=== What to produce ===
Say how many of the lines below contain the word "driveway"; nothing else belongs in the answer.
• • • •
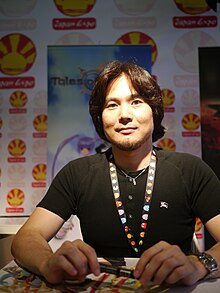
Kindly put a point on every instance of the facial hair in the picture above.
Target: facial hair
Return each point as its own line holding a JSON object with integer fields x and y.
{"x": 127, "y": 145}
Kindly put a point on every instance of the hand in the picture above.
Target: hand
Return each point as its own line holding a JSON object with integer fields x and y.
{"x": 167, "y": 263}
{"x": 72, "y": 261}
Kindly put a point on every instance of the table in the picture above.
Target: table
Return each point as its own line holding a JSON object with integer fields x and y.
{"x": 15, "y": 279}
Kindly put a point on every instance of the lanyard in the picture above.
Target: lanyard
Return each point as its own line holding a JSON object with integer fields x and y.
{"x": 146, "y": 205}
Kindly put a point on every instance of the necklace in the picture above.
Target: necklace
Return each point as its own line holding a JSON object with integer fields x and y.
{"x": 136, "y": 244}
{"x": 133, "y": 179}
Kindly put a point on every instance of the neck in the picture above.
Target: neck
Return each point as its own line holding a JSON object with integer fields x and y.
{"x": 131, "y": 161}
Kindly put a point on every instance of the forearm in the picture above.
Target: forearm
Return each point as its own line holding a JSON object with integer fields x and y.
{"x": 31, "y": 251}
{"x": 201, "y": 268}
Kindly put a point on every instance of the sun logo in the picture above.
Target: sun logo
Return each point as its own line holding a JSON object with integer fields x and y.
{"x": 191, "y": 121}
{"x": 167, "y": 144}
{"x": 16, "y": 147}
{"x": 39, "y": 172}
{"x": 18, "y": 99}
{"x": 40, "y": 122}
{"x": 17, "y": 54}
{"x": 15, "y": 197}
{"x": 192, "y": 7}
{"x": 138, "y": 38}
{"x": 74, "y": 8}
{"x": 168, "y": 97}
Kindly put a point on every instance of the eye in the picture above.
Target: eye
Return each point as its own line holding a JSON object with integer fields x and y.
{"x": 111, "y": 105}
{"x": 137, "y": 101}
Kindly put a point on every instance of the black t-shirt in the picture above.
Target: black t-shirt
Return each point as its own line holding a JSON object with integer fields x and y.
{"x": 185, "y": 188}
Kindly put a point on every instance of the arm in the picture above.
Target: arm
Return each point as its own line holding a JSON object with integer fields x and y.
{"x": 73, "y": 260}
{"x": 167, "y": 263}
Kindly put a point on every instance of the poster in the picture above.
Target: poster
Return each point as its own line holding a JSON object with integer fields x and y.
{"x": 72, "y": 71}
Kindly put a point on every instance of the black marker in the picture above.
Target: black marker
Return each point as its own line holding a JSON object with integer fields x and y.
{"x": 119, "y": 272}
• • • •
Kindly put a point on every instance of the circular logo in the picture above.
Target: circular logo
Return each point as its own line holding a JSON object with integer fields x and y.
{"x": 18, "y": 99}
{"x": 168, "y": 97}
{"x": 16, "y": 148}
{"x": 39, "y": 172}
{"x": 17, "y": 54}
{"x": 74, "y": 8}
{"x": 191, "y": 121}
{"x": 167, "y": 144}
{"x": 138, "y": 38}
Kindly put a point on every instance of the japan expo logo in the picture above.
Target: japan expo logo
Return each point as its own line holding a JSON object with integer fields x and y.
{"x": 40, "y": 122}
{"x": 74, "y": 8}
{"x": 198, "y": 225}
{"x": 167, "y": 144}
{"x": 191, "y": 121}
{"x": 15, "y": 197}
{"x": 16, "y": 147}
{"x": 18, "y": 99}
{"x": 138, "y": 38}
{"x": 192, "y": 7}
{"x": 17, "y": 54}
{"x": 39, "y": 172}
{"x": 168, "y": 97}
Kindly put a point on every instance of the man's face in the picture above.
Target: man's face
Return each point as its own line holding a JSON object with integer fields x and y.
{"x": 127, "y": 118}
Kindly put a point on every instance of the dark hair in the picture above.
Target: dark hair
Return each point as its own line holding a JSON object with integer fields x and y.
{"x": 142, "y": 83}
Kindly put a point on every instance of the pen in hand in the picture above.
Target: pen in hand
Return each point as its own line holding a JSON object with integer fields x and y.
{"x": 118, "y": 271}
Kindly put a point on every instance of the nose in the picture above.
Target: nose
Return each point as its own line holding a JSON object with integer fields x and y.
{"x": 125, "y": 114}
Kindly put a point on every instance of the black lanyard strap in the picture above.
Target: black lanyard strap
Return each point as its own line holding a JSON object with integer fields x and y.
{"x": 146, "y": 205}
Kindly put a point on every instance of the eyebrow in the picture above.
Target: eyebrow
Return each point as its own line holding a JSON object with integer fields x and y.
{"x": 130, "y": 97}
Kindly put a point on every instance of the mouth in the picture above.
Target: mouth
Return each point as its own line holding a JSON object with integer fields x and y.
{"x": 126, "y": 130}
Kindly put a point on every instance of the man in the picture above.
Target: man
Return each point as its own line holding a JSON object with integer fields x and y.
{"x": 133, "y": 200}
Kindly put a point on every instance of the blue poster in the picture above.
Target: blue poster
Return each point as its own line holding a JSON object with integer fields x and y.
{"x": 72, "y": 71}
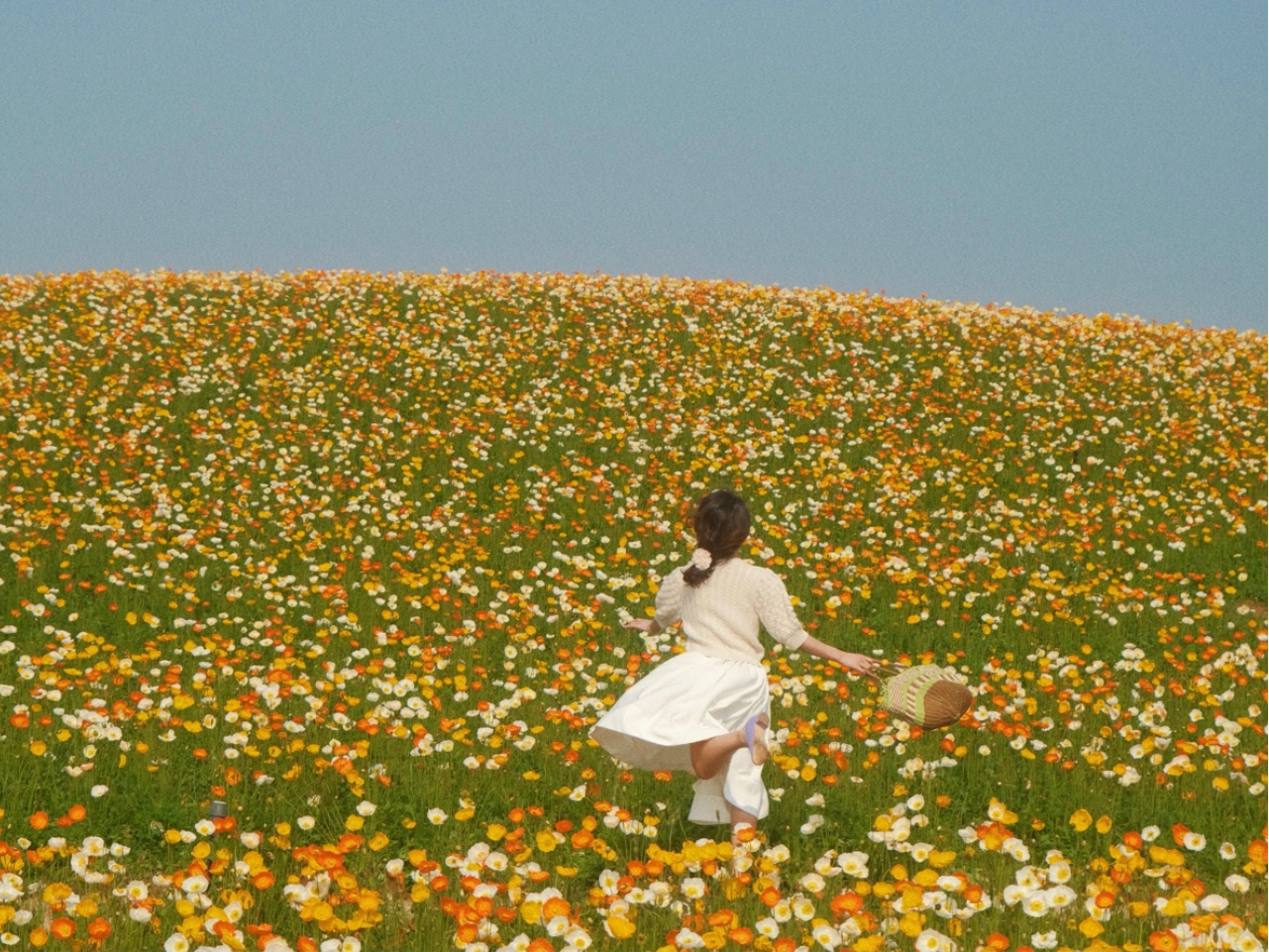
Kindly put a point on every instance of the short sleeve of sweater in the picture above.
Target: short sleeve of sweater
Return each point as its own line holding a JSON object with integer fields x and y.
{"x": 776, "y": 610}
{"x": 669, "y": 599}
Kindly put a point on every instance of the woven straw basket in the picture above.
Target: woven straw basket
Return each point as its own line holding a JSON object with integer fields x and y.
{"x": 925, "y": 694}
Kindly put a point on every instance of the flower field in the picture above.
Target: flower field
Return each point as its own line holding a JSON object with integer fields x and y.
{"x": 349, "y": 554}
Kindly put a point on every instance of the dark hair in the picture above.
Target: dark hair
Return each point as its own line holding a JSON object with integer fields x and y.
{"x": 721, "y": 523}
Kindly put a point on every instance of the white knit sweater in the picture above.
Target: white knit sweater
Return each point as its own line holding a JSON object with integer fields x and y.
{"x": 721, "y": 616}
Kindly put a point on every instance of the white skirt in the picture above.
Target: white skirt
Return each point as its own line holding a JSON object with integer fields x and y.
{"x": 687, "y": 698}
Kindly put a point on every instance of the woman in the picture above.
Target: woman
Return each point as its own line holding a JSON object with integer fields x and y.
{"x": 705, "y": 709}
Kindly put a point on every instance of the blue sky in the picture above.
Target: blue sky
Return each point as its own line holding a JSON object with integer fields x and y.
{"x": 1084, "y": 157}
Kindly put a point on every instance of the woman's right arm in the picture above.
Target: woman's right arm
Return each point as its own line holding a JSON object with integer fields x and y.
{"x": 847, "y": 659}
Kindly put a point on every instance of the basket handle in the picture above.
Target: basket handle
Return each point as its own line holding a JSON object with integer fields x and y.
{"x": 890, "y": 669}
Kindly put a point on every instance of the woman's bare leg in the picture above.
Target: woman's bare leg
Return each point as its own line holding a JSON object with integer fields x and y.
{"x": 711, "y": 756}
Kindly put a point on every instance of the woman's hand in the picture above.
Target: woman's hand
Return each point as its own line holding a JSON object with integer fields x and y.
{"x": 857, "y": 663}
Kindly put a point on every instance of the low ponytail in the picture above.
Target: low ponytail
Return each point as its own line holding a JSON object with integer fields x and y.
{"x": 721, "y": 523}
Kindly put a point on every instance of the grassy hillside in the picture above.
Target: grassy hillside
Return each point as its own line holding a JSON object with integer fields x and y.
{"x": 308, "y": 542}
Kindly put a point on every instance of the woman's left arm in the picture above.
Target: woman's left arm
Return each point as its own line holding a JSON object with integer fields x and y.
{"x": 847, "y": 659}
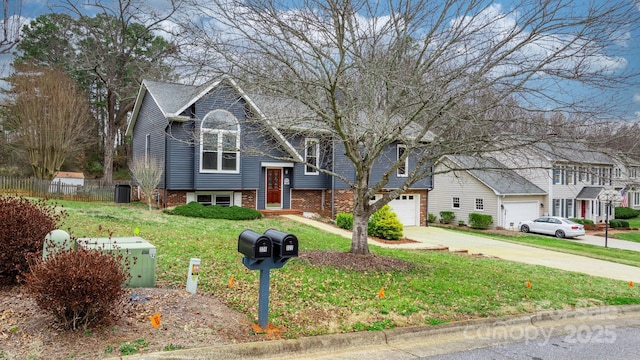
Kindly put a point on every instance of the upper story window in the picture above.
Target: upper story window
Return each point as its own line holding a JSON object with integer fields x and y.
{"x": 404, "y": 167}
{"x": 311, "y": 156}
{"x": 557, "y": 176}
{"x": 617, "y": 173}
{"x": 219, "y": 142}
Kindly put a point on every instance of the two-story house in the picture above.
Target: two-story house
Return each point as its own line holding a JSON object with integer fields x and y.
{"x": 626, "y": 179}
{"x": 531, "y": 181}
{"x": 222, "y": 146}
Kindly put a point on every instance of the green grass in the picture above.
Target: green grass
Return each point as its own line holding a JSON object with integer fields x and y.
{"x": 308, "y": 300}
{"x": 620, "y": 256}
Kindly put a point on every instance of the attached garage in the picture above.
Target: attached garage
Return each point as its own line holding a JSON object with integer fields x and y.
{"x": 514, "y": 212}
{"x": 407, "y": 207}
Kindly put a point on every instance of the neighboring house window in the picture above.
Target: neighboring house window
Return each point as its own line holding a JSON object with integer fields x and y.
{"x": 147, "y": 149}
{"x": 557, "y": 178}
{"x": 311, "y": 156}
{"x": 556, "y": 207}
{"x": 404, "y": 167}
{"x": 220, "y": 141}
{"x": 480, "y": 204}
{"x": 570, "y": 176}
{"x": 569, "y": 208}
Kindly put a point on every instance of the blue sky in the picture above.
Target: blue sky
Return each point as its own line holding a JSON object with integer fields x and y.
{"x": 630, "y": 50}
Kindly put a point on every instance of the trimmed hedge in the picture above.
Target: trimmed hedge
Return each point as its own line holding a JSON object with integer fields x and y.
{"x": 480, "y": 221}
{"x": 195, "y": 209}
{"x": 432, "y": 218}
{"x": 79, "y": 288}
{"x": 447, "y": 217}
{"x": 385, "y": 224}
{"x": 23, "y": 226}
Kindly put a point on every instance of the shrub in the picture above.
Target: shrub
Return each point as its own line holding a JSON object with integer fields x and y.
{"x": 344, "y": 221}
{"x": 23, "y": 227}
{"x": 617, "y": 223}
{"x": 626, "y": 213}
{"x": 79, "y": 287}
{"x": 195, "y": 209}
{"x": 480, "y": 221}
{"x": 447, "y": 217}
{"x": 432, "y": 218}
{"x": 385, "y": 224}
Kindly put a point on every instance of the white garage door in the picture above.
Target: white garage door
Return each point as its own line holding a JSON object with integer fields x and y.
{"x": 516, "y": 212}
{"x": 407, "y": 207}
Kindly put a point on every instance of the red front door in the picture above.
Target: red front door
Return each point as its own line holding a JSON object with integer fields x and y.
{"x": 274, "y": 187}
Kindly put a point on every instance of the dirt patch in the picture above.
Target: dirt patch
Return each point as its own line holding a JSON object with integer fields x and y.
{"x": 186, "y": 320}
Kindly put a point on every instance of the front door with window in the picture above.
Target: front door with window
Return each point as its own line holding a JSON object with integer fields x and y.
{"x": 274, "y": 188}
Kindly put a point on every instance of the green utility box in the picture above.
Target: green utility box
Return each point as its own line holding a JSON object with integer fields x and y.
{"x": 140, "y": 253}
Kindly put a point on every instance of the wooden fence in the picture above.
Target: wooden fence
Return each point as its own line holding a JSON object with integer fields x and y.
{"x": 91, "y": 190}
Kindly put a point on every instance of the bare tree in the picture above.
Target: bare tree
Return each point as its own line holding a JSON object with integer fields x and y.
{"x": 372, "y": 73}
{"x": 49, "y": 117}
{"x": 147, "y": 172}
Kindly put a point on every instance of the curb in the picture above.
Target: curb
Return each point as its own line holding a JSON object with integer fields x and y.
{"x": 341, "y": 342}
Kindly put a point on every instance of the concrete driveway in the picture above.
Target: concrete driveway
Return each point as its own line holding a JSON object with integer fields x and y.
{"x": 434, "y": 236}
• • • •
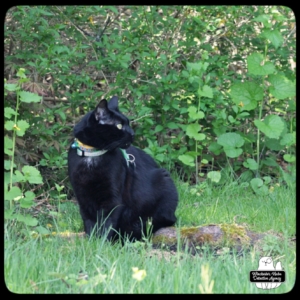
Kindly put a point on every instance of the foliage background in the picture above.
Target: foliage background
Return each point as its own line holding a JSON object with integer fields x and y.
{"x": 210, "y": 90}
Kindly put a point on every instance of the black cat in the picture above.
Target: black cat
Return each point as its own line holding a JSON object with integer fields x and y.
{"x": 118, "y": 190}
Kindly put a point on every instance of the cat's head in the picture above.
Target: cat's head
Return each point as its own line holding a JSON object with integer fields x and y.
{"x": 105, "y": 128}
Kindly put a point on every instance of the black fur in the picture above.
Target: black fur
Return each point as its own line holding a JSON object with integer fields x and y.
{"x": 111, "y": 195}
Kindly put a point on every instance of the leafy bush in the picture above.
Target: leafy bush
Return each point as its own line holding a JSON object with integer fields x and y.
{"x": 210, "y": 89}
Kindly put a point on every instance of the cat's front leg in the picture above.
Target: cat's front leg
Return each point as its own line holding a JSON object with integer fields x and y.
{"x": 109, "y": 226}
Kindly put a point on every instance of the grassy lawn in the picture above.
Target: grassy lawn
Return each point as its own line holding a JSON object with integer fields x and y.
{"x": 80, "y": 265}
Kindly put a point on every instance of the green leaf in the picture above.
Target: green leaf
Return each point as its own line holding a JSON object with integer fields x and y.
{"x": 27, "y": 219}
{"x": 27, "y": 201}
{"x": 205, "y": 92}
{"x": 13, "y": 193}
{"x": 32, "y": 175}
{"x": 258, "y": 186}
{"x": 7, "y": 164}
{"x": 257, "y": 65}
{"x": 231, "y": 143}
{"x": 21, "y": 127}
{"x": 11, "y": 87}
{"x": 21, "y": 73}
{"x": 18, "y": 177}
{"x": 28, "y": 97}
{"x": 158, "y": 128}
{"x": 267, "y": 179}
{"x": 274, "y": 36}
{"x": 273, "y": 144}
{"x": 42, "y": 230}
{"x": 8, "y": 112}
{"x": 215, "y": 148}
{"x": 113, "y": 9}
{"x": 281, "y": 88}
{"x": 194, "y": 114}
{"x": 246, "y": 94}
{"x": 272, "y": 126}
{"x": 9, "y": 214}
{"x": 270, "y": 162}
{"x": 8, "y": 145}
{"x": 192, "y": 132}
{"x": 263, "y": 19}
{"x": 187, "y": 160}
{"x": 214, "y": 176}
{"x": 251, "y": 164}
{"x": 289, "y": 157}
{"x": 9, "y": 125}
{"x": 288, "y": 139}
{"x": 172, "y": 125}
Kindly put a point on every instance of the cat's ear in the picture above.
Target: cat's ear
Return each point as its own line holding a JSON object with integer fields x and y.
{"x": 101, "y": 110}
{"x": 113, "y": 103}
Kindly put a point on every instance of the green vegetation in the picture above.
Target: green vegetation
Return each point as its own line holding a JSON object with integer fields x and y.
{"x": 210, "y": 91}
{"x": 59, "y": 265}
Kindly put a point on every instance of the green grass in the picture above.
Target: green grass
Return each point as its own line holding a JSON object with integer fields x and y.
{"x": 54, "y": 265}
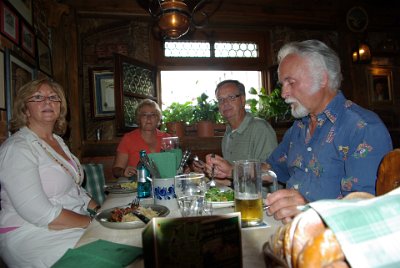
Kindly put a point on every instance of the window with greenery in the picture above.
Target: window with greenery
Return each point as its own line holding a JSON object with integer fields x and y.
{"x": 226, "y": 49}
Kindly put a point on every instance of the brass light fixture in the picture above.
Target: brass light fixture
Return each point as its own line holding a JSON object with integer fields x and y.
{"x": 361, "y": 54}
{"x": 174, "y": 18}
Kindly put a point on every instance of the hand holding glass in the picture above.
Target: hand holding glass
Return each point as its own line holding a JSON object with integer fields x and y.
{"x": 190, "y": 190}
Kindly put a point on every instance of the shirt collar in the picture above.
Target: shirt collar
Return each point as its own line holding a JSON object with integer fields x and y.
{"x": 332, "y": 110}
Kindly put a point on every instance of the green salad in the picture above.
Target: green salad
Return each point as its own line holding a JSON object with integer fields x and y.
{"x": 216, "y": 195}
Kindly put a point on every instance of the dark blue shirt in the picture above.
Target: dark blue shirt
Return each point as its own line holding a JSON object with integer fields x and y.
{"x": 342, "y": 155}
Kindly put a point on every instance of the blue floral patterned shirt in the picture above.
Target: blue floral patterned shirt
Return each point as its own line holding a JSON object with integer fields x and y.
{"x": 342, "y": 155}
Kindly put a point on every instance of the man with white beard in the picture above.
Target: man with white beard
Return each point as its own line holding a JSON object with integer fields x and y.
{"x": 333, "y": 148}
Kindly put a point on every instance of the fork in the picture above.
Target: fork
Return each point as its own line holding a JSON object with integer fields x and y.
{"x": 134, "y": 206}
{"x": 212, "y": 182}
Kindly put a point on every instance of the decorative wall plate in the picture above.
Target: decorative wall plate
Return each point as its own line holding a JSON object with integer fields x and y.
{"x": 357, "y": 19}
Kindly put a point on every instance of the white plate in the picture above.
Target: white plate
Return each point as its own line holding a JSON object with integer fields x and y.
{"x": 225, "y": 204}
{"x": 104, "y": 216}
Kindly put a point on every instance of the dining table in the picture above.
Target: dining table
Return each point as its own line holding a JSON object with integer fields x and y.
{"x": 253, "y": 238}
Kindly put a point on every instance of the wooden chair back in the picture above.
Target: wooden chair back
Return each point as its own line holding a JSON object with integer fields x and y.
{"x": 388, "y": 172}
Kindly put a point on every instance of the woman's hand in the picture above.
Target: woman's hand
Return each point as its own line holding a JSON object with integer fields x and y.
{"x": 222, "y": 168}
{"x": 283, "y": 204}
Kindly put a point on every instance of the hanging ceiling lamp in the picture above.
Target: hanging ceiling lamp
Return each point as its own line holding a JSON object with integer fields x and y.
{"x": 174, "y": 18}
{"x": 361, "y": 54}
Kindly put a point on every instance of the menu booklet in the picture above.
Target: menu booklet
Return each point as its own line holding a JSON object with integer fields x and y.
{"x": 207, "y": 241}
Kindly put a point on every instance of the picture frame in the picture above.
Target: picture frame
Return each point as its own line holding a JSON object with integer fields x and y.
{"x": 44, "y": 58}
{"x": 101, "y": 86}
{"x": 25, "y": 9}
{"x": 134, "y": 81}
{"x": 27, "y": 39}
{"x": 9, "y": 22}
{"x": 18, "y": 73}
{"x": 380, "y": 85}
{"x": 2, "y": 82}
• • • •
=== Output for this exercise ===
2